>> begin Excerpt provided
Now there are a few cases where the “big picture” is more important than the “little picture”. Civil Rights in the 60’s for example. It’s constitutional rights we’re dealing with and I don’t care if it was a southern issue - as soon as it’s OK to deny someone their rights then it effects EVERY American. Also, with everything intertwined in the US today, there is a certain level of “If it good for America in a holistic sense, then it is good for every American.” Maybe NCLB or UHC falls into this category but I would really like to avoid specific issues. TFSM knows we have enough threads on those.

Combined with this is with the growing federal mandates that cripple states (thank you SCOTUS for Dole v. South Dakota :frowning: ), is it time to reexamine the 17th Amendment and have the Senate to go back to representing state interest in indirectly mine or should we have Senators continue to being directly responsible to voter?

So for the debate: should individual congresspeople vote based on their constituants’ interests or the nation as a whole and should Senators go back to representing states directly?

I’d hesitantly support returning things to it being that a Senator is elected by the state legislature or something to that effect, but I’d want to know if there was any greater reason than raging democratic fervor that brought us to where we are.

Reading through the Wikipedia article on the 17th Amendment, it looks like the issue was principally that the exact methods of election tended to be murky (possibly purposefully) and it was nearly impossible to make sure that the process was going along without tampering or bribery.
>> end Excerpt provided
## [Request]
Reproduce verbatim the portion of the discussion on the 17th Amendment that opens with the words "Now there are" and closes with "threads on those.".
>> begin Collected material
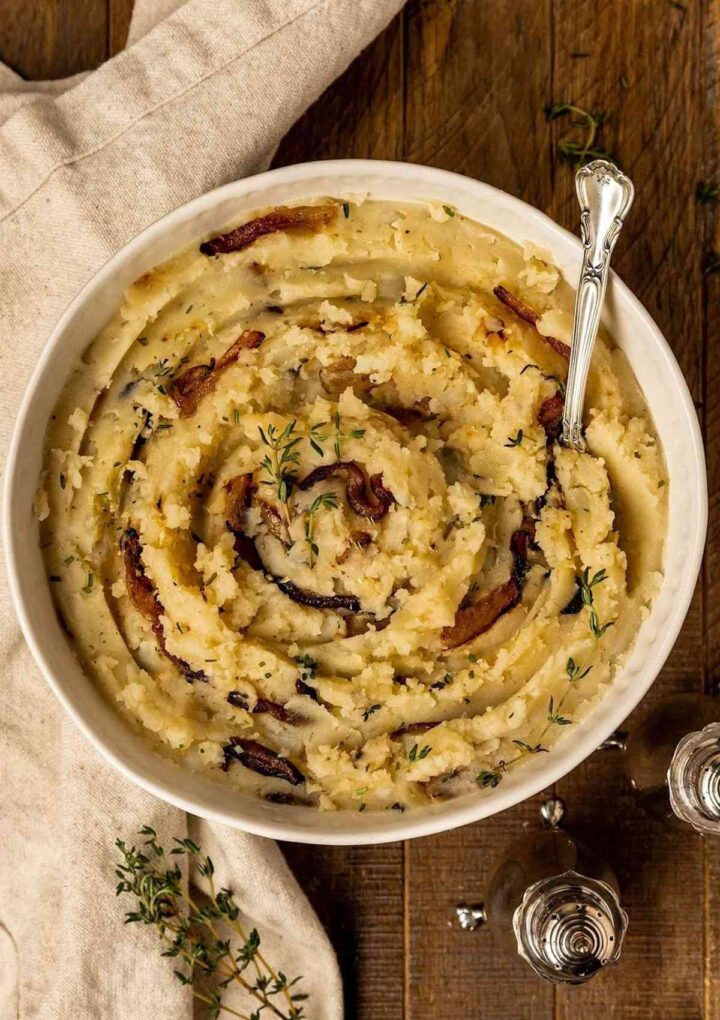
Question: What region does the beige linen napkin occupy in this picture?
[0,0,402,1020]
>> end Collected material
## [Finished task]
Now there are a few cases where the “big picture” is more important than the “little picture”. Civil Rights in the 60’s for example. It’s constitutional rights we’re dealing with and I don’t care if it was a southern issue - as soon as it’s OK to deny someone their rights then it effects EVERY American. Also, with everything intertwined in the US today, there is a certain level of “If it good for America in a holistic sense, then it is good for every American.” Maybe NCLB or UHC falls into this category but I would really like to avoid specific issues. TFSM knows we have enough threads on those.